*** Supplied passage Section Begins ***

Home > Essays > What MIGHT Have Happened But Didn’t: COVID Closures of Necessity Failed to Promote Changes by Design

What MIGHT Have Happened But Didn’t: COVID Closures of Necessity Failed to Promote Changes by Design

July 27, 2021

A recent article in our local newspaper described some significant changes in the operations of Dartmouth Hitchcock Medical Center (DHMC) where 13% of Dartmouth-Hitchcock’s employees overall and almost 20% of workers at the system’s academic hub will continue to work remotely at least part of the time on a permanent basis after the COVID-19 pandemic. The article described the decision in this paragraph: 

(VP) Blair characterized the current shift as one from “remote by necessity,” which the health system adopted in March 2020, to “remote by design.” The difference between the two approaches is that D-H now has taken the time to think through how best to approach remote work, she said.

And the design for the new work format came about as a result of a year-long study of how working from home affected the work flow and effectiveness at the hospital. DHMC includes over 8,000 employees at 5 sites and was clearly as overwhelmed by COVID as public schools. But unlike public education, where local school boards operated independently and the State leadership was lacking, DHMC was able to seize a rare opportunity to examine how the necessary change to providing remote health services might change the existing paradigm in a positive fashion. And the change to remote work might be permanent if it can be accomplished without compromise. 

“Dartmouth employees whose jobs can be performed off-site have been encouraged to discuss their preferences for remote or in-person work with their supervisors,” Lawrence said. “The one-year time frame will give us an opportunity to assess the new work arrangements to see whether they are productive and should become permanent.”

While schools viewed COVID solely as a crisis, DHMC viewed it as a possible means for change… an “opportunity to assess new work arrangements”. And DHMC is not alone. Some workplaces are considering 4-day work weeks and alternative schedules as a result of what they learned from COVID. Meanwhile, schools will go back to normal: age-based cohorts of students passing through “grade-levels” based on norm-referenced standards. The one-year time frame offering no opportunity for self-reflection or consideration of change.

*** Supplied passage Section Ends ***
*** Dataset extract Section Begins ***

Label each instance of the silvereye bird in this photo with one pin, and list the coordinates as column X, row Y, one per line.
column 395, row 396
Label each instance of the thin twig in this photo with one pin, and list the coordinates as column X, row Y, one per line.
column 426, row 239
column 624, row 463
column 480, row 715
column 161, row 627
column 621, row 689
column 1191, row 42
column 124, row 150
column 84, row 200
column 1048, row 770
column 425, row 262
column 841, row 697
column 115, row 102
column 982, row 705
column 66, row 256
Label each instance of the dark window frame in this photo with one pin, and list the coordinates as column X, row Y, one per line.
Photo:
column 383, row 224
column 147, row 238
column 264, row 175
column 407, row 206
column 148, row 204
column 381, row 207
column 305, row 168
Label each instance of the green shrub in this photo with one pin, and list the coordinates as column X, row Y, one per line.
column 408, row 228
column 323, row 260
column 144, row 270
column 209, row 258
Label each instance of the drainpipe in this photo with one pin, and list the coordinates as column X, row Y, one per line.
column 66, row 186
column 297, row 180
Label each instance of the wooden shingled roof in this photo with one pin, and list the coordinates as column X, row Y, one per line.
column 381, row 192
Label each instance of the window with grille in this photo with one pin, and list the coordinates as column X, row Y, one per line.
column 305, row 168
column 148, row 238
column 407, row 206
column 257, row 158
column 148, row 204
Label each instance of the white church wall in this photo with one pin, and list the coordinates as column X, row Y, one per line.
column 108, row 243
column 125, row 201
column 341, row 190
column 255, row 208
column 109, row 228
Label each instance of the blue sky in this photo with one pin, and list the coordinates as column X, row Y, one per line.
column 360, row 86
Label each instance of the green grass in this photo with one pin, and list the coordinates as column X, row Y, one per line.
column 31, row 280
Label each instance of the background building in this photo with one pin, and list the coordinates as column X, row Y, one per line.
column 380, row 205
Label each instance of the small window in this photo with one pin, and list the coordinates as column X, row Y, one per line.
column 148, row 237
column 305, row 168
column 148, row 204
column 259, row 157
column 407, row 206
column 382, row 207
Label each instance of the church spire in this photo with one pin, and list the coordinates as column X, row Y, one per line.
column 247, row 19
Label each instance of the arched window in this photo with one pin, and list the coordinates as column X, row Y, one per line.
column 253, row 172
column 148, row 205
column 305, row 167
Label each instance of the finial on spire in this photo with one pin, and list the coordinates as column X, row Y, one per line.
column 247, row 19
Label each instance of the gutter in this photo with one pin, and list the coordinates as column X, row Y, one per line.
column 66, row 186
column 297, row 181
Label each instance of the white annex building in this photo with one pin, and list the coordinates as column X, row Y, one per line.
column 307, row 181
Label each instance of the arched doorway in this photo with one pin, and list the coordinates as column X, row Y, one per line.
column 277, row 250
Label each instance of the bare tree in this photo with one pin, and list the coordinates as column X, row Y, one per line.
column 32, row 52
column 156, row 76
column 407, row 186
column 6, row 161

*** Dataset extract Section Ends ***

* _Exercise requirements_
In the essay on COVID closures, rewrite the paragraph beginning "And the design for the new work format" as a short bulleted list that keeps its main facts. The records have nothing to do with the task.

* _Response to the task_
- The new remote work design came from a year-long study of how working from home affected work flow and effectiveness at the hospital.
- DHMC has over 8,000 employees at 5 sites and was as overwhelmed by COVID as public schools were.
- In public education, local school boards operated independently and State leadership was lacking. DHMC, by contrast, used a rare opportunity to examine how the necessary shift to remote health services might change the existing paradigm for the better.
- Remote work might become permanent if it can be done without compromise.